▸ **What the task asks**
Lines before the one containing "Please identify the saucer" are excluded. Repeat that line and every line after it, exactly.
§ §
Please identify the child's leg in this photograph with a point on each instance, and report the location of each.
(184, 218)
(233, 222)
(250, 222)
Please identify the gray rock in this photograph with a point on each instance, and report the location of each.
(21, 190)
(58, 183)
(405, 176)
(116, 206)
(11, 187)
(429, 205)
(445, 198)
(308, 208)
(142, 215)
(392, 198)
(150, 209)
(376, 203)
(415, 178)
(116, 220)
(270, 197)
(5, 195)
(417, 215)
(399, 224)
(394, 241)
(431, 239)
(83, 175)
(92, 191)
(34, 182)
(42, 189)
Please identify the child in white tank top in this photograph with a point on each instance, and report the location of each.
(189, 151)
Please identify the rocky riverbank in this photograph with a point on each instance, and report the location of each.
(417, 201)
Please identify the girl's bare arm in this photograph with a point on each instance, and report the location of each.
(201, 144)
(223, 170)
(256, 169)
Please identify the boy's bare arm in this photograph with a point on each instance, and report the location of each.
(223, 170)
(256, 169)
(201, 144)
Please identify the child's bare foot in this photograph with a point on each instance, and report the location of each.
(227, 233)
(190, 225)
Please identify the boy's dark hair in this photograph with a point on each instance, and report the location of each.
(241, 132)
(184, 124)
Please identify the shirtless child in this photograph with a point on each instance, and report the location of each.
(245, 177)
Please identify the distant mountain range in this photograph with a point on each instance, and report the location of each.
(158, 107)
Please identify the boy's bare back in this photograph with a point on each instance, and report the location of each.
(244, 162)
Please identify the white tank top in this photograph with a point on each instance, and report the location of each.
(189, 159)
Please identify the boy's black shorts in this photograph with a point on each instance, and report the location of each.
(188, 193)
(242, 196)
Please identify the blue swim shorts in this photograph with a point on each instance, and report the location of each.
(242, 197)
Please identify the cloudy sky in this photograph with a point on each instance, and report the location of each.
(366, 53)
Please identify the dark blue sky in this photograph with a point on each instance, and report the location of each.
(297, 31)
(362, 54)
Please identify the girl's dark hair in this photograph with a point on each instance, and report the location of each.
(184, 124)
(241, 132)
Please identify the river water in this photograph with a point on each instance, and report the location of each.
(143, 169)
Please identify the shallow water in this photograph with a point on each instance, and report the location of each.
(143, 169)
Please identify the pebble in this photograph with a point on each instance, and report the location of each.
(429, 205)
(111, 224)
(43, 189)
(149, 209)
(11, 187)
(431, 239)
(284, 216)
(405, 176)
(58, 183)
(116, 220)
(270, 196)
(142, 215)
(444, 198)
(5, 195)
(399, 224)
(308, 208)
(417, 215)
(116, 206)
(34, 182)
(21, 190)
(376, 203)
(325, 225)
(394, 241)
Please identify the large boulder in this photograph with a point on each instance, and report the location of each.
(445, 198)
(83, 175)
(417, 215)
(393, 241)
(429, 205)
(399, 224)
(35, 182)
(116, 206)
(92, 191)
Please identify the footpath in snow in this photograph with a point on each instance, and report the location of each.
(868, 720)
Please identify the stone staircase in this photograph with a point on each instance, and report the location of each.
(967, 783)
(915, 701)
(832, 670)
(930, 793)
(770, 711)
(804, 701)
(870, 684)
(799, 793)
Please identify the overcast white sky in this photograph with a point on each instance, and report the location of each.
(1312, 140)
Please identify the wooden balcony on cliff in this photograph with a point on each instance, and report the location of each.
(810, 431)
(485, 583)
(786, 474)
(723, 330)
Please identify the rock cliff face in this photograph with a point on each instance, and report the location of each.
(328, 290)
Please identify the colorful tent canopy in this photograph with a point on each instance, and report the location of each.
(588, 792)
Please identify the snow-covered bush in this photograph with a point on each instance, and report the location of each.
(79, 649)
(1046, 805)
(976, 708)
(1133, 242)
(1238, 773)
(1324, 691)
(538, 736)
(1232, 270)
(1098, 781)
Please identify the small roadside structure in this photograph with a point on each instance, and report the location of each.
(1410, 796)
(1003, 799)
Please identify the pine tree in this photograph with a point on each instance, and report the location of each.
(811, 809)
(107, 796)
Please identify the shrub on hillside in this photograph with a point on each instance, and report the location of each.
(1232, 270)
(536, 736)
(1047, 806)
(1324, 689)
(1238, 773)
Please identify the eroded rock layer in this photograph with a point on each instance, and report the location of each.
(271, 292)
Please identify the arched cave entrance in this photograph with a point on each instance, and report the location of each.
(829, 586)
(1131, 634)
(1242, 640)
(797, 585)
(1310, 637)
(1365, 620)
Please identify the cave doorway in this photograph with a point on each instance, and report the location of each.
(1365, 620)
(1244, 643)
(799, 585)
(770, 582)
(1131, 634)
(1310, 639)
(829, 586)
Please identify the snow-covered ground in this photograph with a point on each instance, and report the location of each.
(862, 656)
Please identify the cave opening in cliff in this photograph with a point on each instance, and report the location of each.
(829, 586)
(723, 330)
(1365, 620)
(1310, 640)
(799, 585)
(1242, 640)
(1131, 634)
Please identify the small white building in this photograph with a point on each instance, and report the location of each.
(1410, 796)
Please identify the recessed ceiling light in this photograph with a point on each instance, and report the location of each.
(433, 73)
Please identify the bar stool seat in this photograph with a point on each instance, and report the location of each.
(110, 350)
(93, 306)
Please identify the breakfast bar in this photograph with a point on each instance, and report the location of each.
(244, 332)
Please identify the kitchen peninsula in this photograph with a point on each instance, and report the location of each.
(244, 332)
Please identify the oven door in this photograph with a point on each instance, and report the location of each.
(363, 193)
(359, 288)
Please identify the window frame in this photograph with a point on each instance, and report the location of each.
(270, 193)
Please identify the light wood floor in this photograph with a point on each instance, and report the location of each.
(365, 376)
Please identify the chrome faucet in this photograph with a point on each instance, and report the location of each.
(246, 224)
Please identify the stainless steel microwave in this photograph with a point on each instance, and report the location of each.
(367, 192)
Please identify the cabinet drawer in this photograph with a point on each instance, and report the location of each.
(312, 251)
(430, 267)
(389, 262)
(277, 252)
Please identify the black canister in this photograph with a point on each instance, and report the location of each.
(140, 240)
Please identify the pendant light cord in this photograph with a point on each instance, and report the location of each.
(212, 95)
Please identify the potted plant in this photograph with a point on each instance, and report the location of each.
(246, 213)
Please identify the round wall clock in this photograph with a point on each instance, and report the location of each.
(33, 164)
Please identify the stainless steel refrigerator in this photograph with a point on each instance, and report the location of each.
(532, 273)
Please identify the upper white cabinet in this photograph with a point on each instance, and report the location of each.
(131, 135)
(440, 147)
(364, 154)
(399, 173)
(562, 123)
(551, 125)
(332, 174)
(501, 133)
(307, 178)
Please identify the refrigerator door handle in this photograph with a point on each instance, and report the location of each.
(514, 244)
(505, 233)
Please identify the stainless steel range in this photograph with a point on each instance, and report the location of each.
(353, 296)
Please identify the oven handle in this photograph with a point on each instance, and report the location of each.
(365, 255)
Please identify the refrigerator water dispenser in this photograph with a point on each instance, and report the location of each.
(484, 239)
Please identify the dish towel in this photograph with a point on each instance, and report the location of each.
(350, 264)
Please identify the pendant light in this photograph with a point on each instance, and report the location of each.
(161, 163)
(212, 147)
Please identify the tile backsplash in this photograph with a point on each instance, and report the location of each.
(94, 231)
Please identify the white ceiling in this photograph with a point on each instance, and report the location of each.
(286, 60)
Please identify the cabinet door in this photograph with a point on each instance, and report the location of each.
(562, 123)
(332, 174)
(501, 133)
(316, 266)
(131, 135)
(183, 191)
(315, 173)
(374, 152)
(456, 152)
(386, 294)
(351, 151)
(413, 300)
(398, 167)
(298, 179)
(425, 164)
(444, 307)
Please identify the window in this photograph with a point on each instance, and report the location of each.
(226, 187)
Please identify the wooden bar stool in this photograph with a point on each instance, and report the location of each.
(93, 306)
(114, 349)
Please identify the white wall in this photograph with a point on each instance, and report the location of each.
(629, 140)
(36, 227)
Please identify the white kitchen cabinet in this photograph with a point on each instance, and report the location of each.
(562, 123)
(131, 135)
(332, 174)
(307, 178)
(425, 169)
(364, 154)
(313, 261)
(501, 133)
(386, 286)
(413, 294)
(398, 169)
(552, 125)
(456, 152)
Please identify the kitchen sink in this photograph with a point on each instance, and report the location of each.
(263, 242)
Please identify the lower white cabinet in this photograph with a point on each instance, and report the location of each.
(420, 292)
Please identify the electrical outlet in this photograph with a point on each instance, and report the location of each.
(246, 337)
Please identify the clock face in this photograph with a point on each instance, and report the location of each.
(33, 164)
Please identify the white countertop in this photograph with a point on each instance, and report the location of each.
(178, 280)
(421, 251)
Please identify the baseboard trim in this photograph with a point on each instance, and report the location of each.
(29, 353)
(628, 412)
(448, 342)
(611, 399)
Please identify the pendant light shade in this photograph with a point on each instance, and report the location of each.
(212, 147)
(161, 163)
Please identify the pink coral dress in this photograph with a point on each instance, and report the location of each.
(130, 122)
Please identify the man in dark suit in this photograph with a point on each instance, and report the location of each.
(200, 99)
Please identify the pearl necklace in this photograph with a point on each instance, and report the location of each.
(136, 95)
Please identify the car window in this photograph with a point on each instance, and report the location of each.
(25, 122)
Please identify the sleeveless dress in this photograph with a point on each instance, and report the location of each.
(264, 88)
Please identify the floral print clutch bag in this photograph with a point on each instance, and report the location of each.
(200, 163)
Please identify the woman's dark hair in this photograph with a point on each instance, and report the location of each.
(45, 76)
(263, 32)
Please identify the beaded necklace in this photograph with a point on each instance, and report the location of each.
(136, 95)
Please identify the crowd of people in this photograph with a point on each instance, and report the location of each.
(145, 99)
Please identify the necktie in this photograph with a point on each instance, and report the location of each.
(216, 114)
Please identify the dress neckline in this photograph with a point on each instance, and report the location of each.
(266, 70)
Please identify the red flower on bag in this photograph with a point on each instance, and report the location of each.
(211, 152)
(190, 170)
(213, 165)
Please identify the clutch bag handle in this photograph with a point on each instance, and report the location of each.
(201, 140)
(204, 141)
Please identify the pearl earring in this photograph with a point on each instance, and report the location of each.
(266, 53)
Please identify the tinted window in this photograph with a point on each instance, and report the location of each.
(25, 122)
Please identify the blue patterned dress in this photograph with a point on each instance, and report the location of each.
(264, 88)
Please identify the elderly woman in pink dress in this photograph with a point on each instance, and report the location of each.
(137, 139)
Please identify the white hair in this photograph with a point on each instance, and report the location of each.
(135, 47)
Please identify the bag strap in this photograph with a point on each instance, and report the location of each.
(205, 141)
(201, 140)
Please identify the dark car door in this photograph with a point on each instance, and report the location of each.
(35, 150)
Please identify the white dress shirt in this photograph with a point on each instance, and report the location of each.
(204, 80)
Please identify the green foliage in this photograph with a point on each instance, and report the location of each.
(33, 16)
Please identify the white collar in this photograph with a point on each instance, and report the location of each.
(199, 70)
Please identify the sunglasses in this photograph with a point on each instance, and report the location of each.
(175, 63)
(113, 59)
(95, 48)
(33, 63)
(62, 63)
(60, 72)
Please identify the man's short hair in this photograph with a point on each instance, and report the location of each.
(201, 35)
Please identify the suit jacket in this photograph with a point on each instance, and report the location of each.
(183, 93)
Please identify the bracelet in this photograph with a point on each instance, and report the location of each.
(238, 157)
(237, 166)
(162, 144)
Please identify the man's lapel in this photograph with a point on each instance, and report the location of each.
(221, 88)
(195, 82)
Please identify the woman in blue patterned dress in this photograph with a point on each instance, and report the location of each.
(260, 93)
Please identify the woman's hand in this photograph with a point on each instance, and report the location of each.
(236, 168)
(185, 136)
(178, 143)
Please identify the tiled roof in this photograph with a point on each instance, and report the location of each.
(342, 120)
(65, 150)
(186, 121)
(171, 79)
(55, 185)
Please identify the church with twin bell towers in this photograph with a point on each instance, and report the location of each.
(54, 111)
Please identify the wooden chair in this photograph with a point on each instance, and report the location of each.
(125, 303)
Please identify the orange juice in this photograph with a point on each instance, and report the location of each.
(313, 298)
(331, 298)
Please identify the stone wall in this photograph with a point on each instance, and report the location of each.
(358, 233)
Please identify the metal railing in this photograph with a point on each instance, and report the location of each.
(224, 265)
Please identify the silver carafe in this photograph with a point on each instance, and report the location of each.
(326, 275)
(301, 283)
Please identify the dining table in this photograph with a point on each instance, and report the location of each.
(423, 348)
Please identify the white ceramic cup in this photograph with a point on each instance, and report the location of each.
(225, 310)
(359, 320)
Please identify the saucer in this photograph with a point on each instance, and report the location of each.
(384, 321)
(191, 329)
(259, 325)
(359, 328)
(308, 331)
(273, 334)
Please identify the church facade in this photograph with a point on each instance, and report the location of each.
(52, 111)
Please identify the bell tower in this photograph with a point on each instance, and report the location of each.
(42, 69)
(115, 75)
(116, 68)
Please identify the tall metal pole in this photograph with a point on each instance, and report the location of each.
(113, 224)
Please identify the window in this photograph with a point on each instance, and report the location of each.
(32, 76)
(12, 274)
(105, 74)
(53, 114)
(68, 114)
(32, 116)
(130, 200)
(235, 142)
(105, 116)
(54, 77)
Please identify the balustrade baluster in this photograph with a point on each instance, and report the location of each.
§ §
▸ **Task solution**
Please identify the saucer in this photograph with a point on each instance, and report the location of each.
(384, 321)
(191, 329)
(259, 325)
(359, 328)
(308, 331)
(273, 334)
Please identify the church facade in this photograph with a point on each instance, and report the location of each.
(52, 111)
Please identify the bell tower in this photograph with a point on each instance, and report the location of each.
(42, 69)
(115, 75)
(116, 68)
Please identify the tall metal pole in this photograph with a point on each instance, and report the location of each.
(113, 224)
Please identify the window in this photograph with a point on each instance, and report the location of each.
(32, 76)
(12, 274)
(105, 74)
(53, 114)
(68, 114)
(32, 116)
(130, 200)
(235, 142)
(105, 116)
(54, 77)
Please identify the balustrade baluster in this photograph with a point on each instance, and report the location of each.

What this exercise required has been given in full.